### YOUR ASSIGNMENT
Report each line of the listing that carries the word "below".

### RECORDED DATA
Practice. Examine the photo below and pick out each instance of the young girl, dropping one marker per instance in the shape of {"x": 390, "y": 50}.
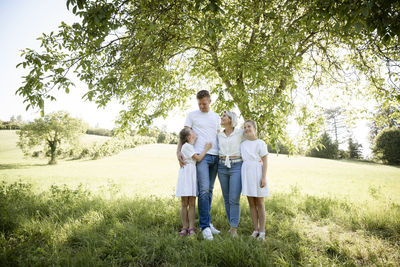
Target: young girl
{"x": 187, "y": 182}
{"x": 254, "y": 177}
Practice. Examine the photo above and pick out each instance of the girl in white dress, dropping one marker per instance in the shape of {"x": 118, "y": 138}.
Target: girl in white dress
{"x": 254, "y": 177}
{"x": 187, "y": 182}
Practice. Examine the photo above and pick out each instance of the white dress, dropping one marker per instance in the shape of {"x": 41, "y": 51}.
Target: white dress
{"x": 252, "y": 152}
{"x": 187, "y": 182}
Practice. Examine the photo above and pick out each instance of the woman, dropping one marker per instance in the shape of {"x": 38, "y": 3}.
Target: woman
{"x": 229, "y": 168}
* * *
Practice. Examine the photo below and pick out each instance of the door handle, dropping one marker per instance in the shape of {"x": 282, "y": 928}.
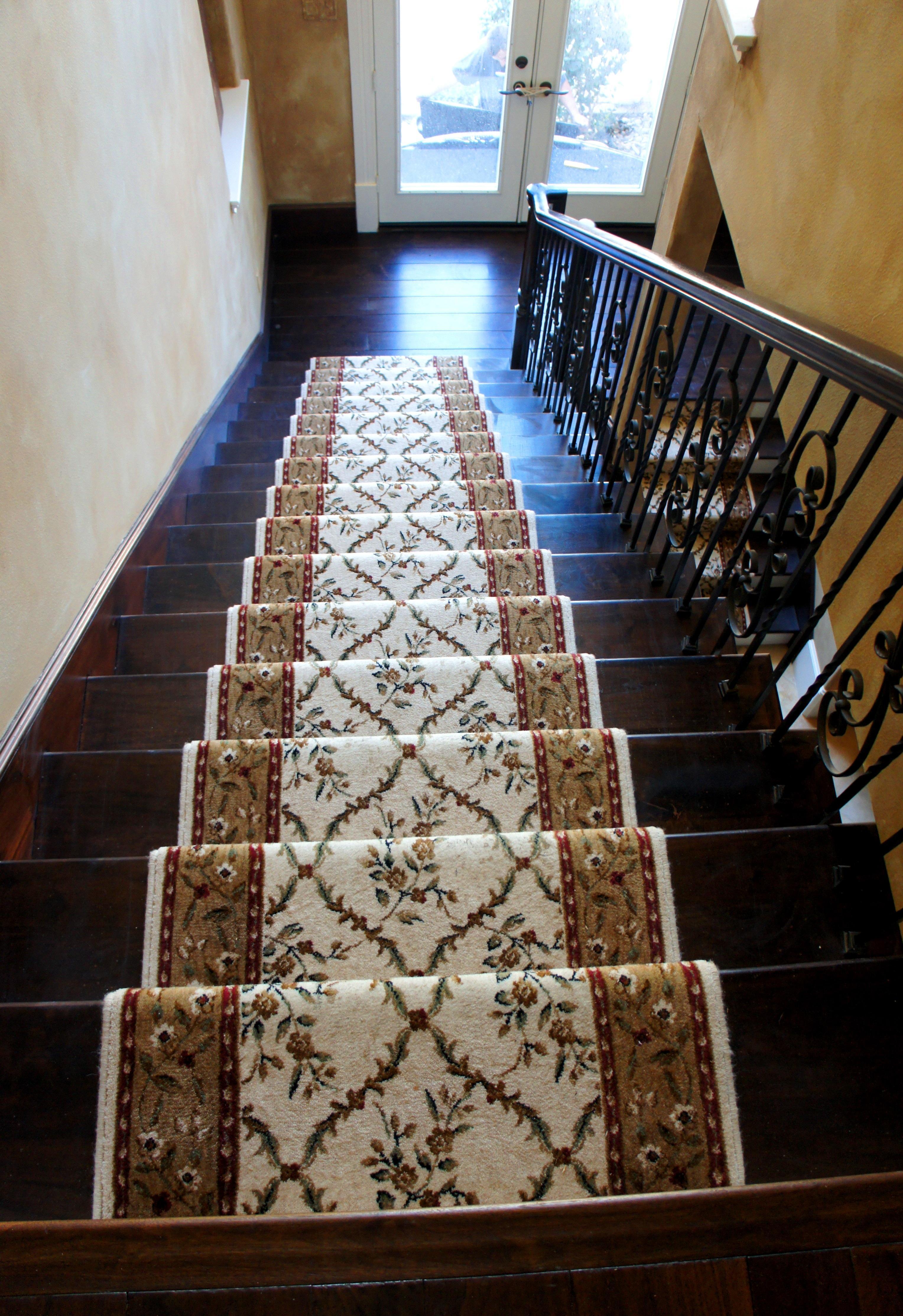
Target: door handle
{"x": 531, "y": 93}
...
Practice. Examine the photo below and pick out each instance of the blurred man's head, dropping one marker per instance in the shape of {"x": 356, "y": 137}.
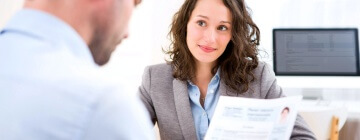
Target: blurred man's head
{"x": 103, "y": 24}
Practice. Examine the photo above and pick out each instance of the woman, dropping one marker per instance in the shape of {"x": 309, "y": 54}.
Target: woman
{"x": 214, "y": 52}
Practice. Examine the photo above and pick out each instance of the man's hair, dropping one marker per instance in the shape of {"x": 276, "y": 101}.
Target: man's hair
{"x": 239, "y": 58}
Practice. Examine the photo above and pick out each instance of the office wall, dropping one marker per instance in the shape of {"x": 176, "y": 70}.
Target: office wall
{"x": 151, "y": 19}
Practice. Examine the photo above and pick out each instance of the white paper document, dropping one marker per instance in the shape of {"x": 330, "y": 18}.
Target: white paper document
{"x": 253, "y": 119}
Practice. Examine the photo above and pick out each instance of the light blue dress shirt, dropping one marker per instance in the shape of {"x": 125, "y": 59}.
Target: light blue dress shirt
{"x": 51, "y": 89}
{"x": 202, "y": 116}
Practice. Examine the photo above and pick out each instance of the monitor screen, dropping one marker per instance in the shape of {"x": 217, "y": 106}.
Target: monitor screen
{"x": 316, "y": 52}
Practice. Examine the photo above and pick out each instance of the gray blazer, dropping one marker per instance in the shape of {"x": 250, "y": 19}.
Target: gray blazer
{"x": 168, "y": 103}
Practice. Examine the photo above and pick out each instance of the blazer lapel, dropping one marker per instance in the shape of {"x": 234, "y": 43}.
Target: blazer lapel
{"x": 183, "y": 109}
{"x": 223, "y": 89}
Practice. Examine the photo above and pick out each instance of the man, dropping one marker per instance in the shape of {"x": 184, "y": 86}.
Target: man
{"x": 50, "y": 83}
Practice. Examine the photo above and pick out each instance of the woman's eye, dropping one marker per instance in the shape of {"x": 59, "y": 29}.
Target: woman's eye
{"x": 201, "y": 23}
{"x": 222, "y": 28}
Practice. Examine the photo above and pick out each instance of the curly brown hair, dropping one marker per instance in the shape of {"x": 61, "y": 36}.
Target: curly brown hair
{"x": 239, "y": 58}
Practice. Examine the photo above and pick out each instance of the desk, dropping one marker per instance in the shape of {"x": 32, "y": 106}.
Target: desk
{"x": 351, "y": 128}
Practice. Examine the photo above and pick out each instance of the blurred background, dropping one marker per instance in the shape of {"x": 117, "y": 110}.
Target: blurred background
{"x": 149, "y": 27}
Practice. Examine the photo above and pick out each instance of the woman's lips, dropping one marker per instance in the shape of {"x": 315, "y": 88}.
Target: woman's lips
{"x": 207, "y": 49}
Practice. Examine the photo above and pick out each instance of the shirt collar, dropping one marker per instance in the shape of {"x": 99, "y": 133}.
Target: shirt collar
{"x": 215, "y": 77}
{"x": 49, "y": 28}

### TASK SOLUTION
Practice. Examine the photo below and pick out each instance of the young girl, dropping one marker per instance in the shape of {"x": 390, "y": 50}.
Practice. Examine the photo below and pick out each instance of the door handle, dropping one marker per instance in the shape of {"x": 282, "y": 928}.
Practice. Examine the photo below and pick out each instance of the blurred man's head, dropping one marker per instance in the shape of {"x": 356, "y": 137}.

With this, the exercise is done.